═══ Data to use ═══

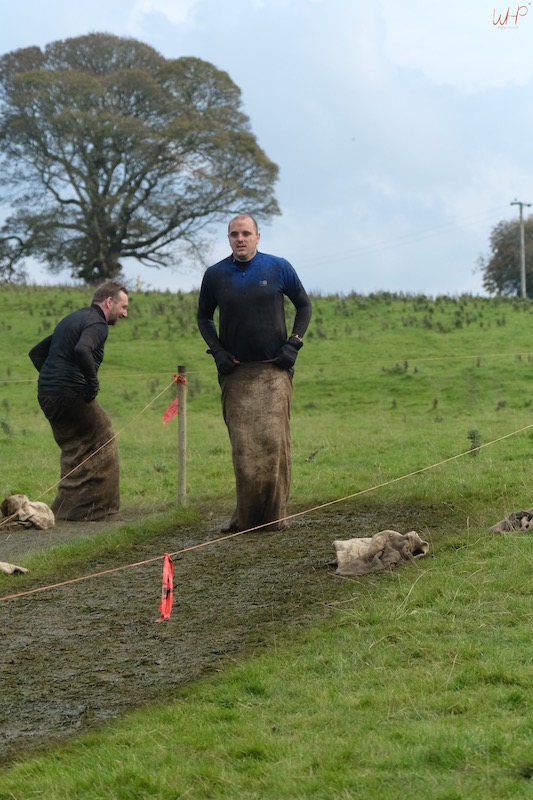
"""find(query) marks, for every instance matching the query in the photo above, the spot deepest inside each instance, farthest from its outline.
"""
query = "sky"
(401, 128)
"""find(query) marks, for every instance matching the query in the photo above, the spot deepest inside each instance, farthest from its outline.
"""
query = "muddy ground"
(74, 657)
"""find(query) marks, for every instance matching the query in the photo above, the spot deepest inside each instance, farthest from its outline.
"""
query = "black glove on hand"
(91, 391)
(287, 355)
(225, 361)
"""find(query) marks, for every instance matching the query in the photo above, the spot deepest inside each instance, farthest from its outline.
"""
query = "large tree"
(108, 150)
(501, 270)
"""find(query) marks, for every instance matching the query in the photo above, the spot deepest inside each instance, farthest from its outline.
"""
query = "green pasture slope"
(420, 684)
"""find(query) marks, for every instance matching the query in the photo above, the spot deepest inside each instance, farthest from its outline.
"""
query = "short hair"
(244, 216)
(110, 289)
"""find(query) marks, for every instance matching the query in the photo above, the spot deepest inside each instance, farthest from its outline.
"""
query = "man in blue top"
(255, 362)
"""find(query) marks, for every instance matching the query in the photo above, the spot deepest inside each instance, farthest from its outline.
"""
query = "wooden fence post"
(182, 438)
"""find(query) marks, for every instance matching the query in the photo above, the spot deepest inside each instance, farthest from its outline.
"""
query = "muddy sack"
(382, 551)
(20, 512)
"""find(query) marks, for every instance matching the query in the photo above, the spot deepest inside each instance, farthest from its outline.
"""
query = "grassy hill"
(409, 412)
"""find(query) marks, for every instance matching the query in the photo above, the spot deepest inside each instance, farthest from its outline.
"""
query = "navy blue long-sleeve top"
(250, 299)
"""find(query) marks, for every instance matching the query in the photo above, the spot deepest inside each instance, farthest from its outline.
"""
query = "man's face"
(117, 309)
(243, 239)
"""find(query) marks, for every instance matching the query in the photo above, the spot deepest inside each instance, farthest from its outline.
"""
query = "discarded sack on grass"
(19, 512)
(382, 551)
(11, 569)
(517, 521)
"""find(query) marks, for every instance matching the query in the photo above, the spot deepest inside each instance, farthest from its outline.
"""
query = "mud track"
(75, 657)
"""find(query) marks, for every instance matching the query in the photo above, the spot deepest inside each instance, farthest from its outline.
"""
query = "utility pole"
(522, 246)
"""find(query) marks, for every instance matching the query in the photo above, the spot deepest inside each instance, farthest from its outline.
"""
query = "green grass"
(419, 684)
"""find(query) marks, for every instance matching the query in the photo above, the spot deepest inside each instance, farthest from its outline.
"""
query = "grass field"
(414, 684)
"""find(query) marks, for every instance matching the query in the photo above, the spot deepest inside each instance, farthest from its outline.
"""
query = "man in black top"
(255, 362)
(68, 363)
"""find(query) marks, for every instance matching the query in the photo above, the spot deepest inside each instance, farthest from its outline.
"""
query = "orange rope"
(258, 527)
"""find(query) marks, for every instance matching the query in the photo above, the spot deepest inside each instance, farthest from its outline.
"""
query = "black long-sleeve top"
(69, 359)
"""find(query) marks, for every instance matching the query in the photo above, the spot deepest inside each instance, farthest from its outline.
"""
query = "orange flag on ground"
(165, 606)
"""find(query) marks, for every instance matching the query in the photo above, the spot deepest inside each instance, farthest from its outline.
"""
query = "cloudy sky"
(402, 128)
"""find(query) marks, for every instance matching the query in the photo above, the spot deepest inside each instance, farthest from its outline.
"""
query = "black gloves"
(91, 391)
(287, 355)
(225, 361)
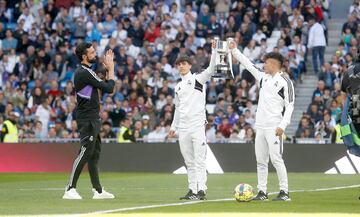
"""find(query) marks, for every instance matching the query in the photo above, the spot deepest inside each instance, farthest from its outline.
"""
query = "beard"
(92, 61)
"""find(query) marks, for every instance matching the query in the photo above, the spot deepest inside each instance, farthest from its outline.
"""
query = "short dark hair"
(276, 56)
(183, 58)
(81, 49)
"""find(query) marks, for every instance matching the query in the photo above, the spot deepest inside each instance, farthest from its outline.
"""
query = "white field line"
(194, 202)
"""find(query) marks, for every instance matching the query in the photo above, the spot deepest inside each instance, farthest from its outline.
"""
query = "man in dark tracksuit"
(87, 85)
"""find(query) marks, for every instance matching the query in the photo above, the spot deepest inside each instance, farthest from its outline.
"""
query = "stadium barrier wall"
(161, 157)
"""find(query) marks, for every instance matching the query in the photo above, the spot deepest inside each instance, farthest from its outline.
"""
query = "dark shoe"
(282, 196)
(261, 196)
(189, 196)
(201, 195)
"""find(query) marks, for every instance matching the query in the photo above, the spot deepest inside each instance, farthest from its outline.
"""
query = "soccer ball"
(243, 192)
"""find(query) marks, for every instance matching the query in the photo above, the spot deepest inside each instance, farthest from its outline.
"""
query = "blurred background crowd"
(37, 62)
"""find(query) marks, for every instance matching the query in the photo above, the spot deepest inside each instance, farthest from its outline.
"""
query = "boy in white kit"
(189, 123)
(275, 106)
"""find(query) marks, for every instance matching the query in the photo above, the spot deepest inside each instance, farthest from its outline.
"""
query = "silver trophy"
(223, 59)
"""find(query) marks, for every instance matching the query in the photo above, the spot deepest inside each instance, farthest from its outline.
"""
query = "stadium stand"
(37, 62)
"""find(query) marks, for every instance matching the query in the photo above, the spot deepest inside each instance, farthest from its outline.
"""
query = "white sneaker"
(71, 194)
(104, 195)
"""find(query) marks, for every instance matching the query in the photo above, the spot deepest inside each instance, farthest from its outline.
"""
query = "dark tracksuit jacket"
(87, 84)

═══

== Instructions for the task ==
Reproduce each line exactly, please, except for any pictures.

== Answer below ==
"""find(query) marks, for every instance matching the query in the photo above, the spot deepest inside each instance, farthest from its outline.
"""
query = "sky"
(401, 128)
"""find(query) marks, for every instance matching the query in the photo above, the spot deepest inside each instance, farthest from its outline.
"""
query = "muddy ground"
(74, 657)
"""find(query) marks, for every instance matching the query in the photo above, the spot deepest inside each instance, farthest from its outline.
"""
query = "black glove on hand"
(91, 391)
(287, 355)
(225, 361)
"""find(query) marks, for every instance matching the query in the photo above, the spot deepest inside each instance, farthest from its outline.
"""
query = "large tree"
(108, 150)
(501, 270)
"""find(query) marks, for every instance matching the query in the photo above, the spot deepest inside each instance, farthest from its outline.
"""
query = "green pasture slope"
(420, 684)
"""find(query) marks, for every instance matching the query in the photo above, the spot deepest inside each instance, farthest from its outline.
"""
query = "short hair"
(244, 216)
(110, 289)
"""find(query) marks, for every instance matching the query in the photo above, the spot deepest inside each instance, farthest from its outline.
"""
query = "man in blue top"
(255, 362)
"""find(query) marks, for every instance matching the query in the photo above, the spot deepest inside each instance, farthest from its outline.
"""
query = "wooden fence post"
(182, 438)
"""find(query) marks, for every instance matching the query in the photo above, the spot deepest inside each instance, farthest from its outline.
"""
query = "muddy sack"
(382, 551)
(20, 512)
"""find(query) marks, for every instance matching the query in the photo above, the spot deepest inside each instance, farthest from its outline.
"""
query = "grassy hill"
(409, 412)
"""find(query) marks, for every instance matching the query in the photo above, the spot deepest inside each instance, farthest from its outline.
"""
query = "navy blue long-sleeve top"
(250, 299)
"""find(query) marks, for every instance matching the query in the photo above, the spot deepest inside each instance, farthest from its outline.
"""
query = "man's face"
(117, 309)
(243, 239)
"""find(query) marks, for every instance matching the query in the photo above, the spot deepest inside each instance, farthest from its outline.
"""
query = "discarded sack on grass"
(19, 512)
(382, 551)
(11, 569)
(517, 521)
"""find(query) marks, for every instance matching the query in the photo above, the spot deepest inside each instance, farthest from its outline.
"""
query = "mud track"
(75, 657)
"""find(query) marks, for every instance matching the query in the photo above, the spot deepest inside each instance, farthest from its outline.
"""
query = "utility pole"
(522, 246)
"""find(query) marks, for every instance matching the query in the photo above, the spot deepest inside each instance, farthest from its outline.
"""
query = "green grass"
(419, 684)
"""find(query) marks, for every instance matching the query in the photo above, the spot deepest inside each instance, farthest from its outline.
"""
query = "grass field"
(414, 684)
"""find(query) marks, for every instance matching the query in the photo above, the spot deepest inside each instance, farthest from its outline.
"""
query = "man in black top"
(255, 362)
(68, 363)
"""find(query) marks, for every instance matching the query in the photo above, the spot deepest inside each instance, farthest from its outline.
"""
query = "orange rope"
(258, 527)
"""find(query) marks, for every instance matching the query in the photo above, the spot deepest inside each instance, farthest from its outline.
"""
query = "black long-sleeve top"
(69, 359)
"""find(query) marks, for every instance matching the query in the photo above, the spot deepest inside each instance, farthest from its outline.
"""
query = "orange flag on ground"
(165, 606)
"""find(query) marks, for every instance matching the query in the photo above, the spot deepest inside each instance, farthest from its outline.
"""
query = "cloudy sky"
(402, 128)
"""find(query) marks, for every instance matching the query in the photo above, the spot deepest inside each instance, farthest from its outline.
"""
query = "black gloves"
(91, 391)
(287, 355)
(225, 361)
"""find(query) marks, for every instance matching the query in the photo above, the spot deepest inside each instance, farthest from its outline.
"""
query = "beard"
(92, 61)
"""find(query) marks, for every instance matching the query in the photo above, the spot deepest inside each instance, farthest from its outline.
"""
query = "short dark hair"
(276, 56)
(183, 58)
(81, 49)
"""find(query) marks, for every instance matching the query in the photo above, the spot deepest inside each instance, farthest from its outline.
"""
query = "white field line"
(194, 202)
"""find(query) marks, for every instance matching the query in the photo above, the spot deepest inside each instance, farthest from its outline.
"""
query = "man in dark tracksuit"
(87, 85)
"""find(query) marks, for every instance matching the query in the photo above, the spot deepest inside each instance, farthest from its outline.
"""
query = "stadium barrier wall"
(161, 157)
"""find(query) marks, for every instance matching the query in the photo above, the spot deepest inside each instance, farthest from its outline.
"""
query = "dark shoe"
(282, 196)
(261, 196)
(189, 196)
(201, 195)
"""find(query) marks, for every instance matching the query in the photo above, the spot deepest inside each instance, farthest from its outline.
"""
query = "soccer ball"
(243, 192)
"""find(query) marks, for every instance matching the query in the photo above, the spot deepest inside each instance, farthest from its outline.
"""
query = "blurred background crowd"
(37, 62)
"""find(query) marks, for every instance matching the query in the photo above, the spot deepest inside each instance, farthest from its outline.
"""
query = "boy in white kit"
(189, 123)
(275, 106)
"""find(query) marks, for every instance matching the query in the photo above, the spot deepest inside each instance, farthest from its outline.
"""
query = "silver trophy"
(223, 59)
"""find(query) marks, for every instance matching the query in the photo above, the spot deepest inside each instance, farthest from its outline.
"""
query = "stadium stand"
(37, 62)
"""find(query) marks, for every instance matching the query in the photo above, the spot deepest inside each instance, farthest from its outline.
"""
query = "white sneaker"
(71, 194)
(104, 195)
"""find(query) marks, for every instance matching the query in the photo above, the spot deepest inside each instance, farthest from its outline.
"""
query = "dark tracksuit jacket"
(87, 84)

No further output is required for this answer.